Requests.
a. Answer these questions using the passage on the Viru well project:
(i) How many wells did the Government decide to drill in the valley?
(ii) What share of the crop did sharecroppers pay as rent?
(iii) How large were the irrigated plots that small landowners depended on?
b. Rewrite the stretch of the passage on the Viru well project from "The community was" through "through questionable deals.", putting "estates" in place of "haciendas".
c. Carry on the passage on the Viru well project from where it stops.

Most of the farmers of Viru are too poor to undertake irrigation projects of their own, but through their political representatives they had been soliciting the Peruvian government for aid for many years. Many promises had been made but few had ever been fulfilled. Finally, the Government decided to drill six wells in strategic parts of the valley. The well-water was to be piped to the village for household needs and to implement a sewage system, and also to augment the supply of water for irrigation at those times when the river would be dry. A geological commission surveyed the area and selected the sites most likely to yield water. The first was on private land near the main irrigation ditch, but before operations could start it was necessary to repair and widen a road to haul the equipment to the drilling site. Although this was a community responsibility under the terms of the agreement and people were available, few offered to help. Indeed, the villagers hardly cooperated with the drilling team at all. Few villagers visited the site and general comments were highly critical of the whole operation. The technicians were somewhat surprised by such hostile attitudes and lack of interest, since the well was not costing the village anything. One well was drilled with considerable difficulty, but the project was abandoned in view of the lack of help and unfavourable response from the people of Viru.

Background information

In order to understand why this happened, it is necessary to explain a few facts about the culture of Viru and about the circumstances that existed at the time the well was being drilled.

The community was split between large and small landowners, and between natives of Viru and outsiders. The village was made up largely of small landowners and sharecroppers, mostly natives of the valley, who depended for their subsistence on small irrigated plots from 1 to 4 hectares in size; some of these farmers also sharecropped on large haciendas outside the village for commercial purposes, paying 25 percent of the crop as rent. The village also included a few large landowners, not all of whom were native-born, some of whom, through unscrupulous practices and unfair dealings, had managed to accumulate landholdings of considerable size. In some cases, these properties included parcels of land which formerly belonged to the community and the church, and which were secured through questionable deals.

Extracted material.
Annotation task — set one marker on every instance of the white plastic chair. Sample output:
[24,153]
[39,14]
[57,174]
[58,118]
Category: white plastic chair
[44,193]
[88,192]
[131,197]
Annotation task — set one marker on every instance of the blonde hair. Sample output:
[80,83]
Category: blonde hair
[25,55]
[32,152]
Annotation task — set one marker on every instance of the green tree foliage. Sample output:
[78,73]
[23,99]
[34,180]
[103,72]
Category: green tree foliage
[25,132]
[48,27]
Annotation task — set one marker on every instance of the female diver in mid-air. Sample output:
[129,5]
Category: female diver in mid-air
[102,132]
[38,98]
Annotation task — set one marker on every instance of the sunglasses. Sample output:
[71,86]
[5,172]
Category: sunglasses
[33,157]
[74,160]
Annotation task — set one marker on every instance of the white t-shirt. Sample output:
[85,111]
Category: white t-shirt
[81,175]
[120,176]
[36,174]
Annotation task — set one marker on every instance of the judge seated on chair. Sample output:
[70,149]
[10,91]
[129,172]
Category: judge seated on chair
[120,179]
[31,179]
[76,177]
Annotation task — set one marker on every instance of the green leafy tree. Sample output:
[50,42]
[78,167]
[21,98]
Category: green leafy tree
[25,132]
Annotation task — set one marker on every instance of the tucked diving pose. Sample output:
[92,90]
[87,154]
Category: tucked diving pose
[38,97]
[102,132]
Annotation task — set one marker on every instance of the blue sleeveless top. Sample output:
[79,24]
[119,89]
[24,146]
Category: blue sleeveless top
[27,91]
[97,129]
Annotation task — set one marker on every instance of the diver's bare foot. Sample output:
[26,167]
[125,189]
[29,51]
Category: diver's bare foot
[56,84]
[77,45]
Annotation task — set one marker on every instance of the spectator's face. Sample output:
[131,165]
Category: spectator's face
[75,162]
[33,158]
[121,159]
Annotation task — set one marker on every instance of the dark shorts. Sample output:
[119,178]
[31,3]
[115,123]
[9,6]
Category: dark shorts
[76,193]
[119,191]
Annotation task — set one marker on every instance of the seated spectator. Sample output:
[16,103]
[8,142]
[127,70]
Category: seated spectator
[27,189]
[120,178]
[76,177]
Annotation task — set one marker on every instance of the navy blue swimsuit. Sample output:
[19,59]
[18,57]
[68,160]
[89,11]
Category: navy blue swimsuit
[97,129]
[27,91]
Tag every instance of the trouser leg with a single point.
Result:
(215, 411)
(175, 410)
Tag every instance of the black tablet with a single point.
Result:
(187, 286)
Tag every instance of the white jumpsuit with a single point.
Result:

Response list.
a.
(i) Six
(ii) 25 percent
(iii) 1 to 4 hectares

b.
The community was split between large and small landowners, and between natives of Viru and outsiders. The village was made up largely of small landowners and sharecroppers, mostly natives of the valley, who depended for their subsistence on small irrigated plots from 1 to 4 hectares in size; some of these farmers also sharecropped on large estates outside the village for commercial purposes, paying 25 percent of the crop as rent. The village also included a few large landowners, not all of whom were native-born, some of whom, through unscrupulous practices and unfair dealings, had managed to accumulate landholdings of considerable size. In some cases, these properties included parcels of land which formerly belonged to the community and the church, and which were secured through questionable deals.

c.
National political circumstances had an important bearing on this case. The community was firmly split along political lines. The majority, the small farmers and sharecroppers, supported the governing political party (the liberals), one of whose main policies was to break up the large estates and return the lands to the people. However, the dominant power group, represented by the large landowners and the priest, was violently opposed to the governing party.

Municipal affairs were in the hands of a transitory board, a temporary body made up of outsiders and unqualified local people appointed by the government. The governing party was planning a bill to legalize municipal elections for the first time in Peruvian history and to do away with the old system of political appointees.

The value system of the villagers was such that most believed that natural phenomena, such as water supply from the rivers, were controlled by supernatural forces, as represented by the images of Catholic saints. If crops failed, people were being punished for their sins; if the harvest had been good, it was attributed to the saints, who controlled the weather, the insect pests and the water supply. Having been honoured by religious feasts, the saints were thus favourably disposed toward man.

On the basis of the information given above, why do you feel this well-drilling project failed?

If you had been an extension agent assigned to this scheme, would you have acted differently and, if so, what would you have done?